++++ Entries provided ++++

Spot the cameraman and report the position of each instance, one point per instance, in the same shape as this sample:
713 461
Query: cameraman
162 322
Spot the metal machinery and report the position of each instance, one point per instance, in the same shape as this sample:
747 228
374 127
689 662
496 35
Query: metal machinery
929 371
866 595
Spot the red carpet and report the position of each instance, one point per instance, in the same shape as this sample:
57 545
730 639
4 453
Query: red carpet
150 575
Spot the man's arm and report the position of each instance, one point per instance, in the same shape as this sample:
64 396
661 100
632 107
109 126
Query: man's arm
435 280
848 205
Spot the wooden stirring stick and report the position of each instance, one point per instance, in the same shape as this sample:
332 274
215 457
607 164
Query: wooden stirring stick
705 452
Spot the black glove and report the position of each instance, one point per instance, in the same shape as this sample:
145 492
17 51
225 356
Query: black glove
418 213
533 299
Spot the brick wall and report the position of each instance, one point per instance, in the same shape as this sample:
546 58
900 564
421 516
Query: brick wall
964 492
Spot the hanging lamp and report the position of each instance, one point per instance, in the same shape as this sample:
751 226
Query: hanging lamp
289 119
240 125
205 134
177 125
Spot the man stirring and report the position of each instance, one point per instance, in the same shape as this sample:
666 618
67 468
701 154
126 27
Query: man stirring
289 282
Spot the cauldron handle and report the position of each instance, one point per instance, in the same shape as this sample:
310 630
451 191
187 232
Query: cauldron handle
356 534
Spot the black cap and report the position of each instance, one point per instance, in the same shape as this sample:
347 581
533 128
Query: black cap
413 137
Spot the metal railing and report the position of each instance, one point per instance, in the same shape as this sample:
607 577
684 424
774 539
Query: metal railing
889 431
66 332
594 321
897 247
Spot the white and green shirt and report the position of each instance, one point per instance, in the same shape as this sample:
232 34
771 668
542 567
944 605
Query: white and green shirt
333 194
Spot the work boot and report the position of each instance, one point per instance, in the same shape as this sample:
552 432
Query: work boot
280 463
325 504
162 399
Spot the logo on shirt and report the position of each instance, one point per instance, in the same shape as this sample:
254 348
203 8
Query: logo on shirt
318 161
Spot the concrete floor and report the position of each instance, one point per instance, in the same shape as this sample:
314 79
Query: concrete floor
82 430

++++

## What you will do
Set down each entry above again exactly as it reads.

## Exercise result
Spot the cameraman and report the position of each instance, one point per instance, in the same shape as this sample:
713 461
Query: cameraman
162 322
Spot the metal machinery and report the position of each instance, one point per instance, in the same shape as this sample:
747 228
374 127
689 662
496 35
Query: metal machinery
929 371
866 595
Spot the red carpet and report the position of each instance, one point per instance, in the same shape as this sample:
57 545
730 639
4 453
Query: red carpet
150 575
Spot the man's arm and report the position of each instance, one point per instance, in the same shape as this sample:
64 396
661 100
632 107
109 126
Query: man's arm
435 280
848 205
Spot the wooden stirring stick and report the position of each instance, one point per instance, in the same shape as this sample:
332 274
215 457
607 164
Query: wooden stirring stick
705 452
Spot the black glove and report the position of each instance, one point per instance, in the same shape as this sample:
145 492
17 51
225 356
Query: black glove
418 213
533 299
Spot the brick wall and report the position of each instance, one point per instance, in the same shape as this sample:
546 58
900 564
421 516
Query: brick wall
964 492
Spot the hanging lamp and report the position of each instance, one point per instance, in the same shape as this sample:
751 226
Query: hanging lamp
289 119
240 125
205 134
177 125
Spot the man stirring and report the position of each instance, one point per instance, in the same shape as this sample:
666 618
67 468
701 154
126 27
Query: man stirring
289 282
Spot the cauldron handle and report the position of each instance, one point per instance, in the same shape as this sample:
310 630
451 191
187 232
Query: cauldron handle
356 534
Spot the black cap and report the position of each instance, one point per instance, in the same shape as this sample:
347 581
533 128
Query: black cap
413 137
Spot the metal railing and report the position of each instance, one point per instance, in the same shape as this sample:
607 577
684 424
774 539
Query: metal railing
889 431
66 332
594 321
897 247
Spot the white and green shirt and report the position of each instance, one point per instance, in the same shape as this sample:
232 34
771 668
542 567
944 605
Query: white and green shirt
333 194
Spot the work boot and report the position of each instance, one point per instance, in the same shape as this sample:
552 432
Query: work boot
280 463
325 504
162 399
Spot the logo on shirt and report the position of each instance, one point per instance, in the same shape as this sample:
254 348
203 8
Query: logo on shirt
318 161
Spot the concrete floor and report the position of each instance, one point per instance, in the same shape as this sample:
314 79
Query: concrete floor
82 430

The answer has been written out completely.